Collected data
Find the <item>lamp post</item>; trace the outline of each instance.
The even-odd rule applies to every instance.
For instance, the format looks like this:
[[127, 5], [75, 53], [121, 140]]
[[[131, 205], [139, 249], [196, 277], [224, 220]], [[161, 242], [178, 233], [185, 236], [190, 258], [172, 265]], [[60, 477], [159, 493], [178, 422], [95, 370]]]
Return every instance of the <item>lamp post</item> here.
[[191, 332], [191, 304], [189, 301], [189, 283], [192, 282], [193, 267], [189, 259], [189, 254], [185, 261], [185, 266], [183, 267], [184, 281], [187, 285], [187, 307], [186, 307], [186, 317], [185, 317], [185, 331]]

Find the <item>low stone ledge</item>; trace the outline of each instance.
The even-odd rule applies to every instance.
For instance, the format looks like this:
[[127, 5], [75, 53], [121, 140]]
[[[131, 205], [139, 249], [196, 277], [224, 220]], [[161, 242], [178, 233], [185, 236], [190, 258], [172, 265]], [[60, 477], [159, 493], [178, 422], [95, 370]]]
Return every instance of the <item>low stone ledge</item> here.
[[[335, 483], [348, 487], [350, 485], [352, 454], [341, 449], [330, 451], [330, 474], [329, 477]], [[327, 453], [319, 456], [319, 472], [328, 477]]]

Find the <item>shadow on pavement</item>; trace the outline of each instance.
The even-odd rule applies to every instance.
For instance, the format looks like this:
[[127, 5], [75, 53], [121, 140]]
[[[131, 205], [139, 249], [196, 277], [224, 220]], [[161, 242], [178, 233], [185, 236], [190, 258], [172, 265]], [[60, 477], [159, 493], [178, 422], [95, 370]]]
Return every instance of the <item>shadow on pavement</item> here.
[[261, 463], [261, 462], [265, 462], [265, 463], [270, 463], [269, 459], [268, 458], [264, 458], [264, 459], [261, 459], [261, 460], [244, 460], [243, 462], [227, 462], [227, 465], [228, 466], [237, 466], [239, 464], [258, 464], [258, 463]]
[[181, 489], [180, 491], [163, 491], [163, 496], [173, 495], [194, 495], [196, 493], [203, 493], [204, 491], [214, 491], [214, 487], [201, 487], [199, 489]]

What this task involves
Reply with the complete records, restated exactly.

Reply to the exercise
Find the <item>lamp post</item>; trace the outline of each instance.
The even-odd rule applies to every instance.
For instance, the format looks like this:
[[127, 5], [75, 53], [121, 140]]
[[[131, 205], [139, 249], [196, 277], [224, 220]], [[161, 242], [178, 233], [185, 236], [190, 258], [172, 265]], [[60, 477], [159, 493], [178, 422], [95, 370]]]
Return every instance of the <item>lamp post</item> here.
[[191, 332], [191, 304], [189, 301], [189, 283], [192, 282], [193, 267], [189, 259], [189, 254], [185, 261], [185, 266], [183, 267], [184, 281], [187, 285], [187, 307], [186, 307], [186, 317], [185, 317], [185, 331]]

Find the <item>low stone ledge</item>; trace the outline of each instance.
The even-odd rule applies to every instance.
For instance, the format looks like this:
[[127, 5], [75, 53], [121, 140]]
[[[131, 205], [139, 249], [196, 277], [224, 220]], [[161, 242], [178, 233], [185, 236], [190, 258], [172, 265]], [[60, 477], [159, 493], [178, 422], [95, 370]]]
Return every instance of the <item>low stone ledge</item> here.
[[[335, 483], [348, 487], [350, 485], [352, 454], [341, 449], [330, 451], [330, 474], [329, 477]], [[327, 453], [319, 456], [319, 472], [328, 477]]]

Find the <item>shadow on pavement</item>; trace the outline of each instance.
The even-odd rule applies to every instance.
For instance, the format looks like this:
[[127, 5], [75, 53], [121, 140]]
[[[131, 205], [139, 249], [196, 277], [224, 220]], [[161, 242], [178, 233], [185, 236], [190, 258], [172, 265]], [[60, 477], [159, 493], [178, 422], [95, 370]]]
Return every instance of the <item>shadow on pavement</item> here.
[[261, 463], [261, 462], [265, 462], [265, 463], [270, 463], [269, 459], [268, 458], [264, 458], [264, 459], [261, 459], [261, 460], [244, 460], [243, 462], [227, 462], [227, 465], [228, 466], [237, 466], [239, 464], [258, 464], [258, 463]]
[[181, 489], [180, 491], [163, 491], [163, 496], [173, 495], [194, 495], [196, 493], [203, 493], [204, 491], [214, 491], [214, 487], [201, 487], [199, 489]]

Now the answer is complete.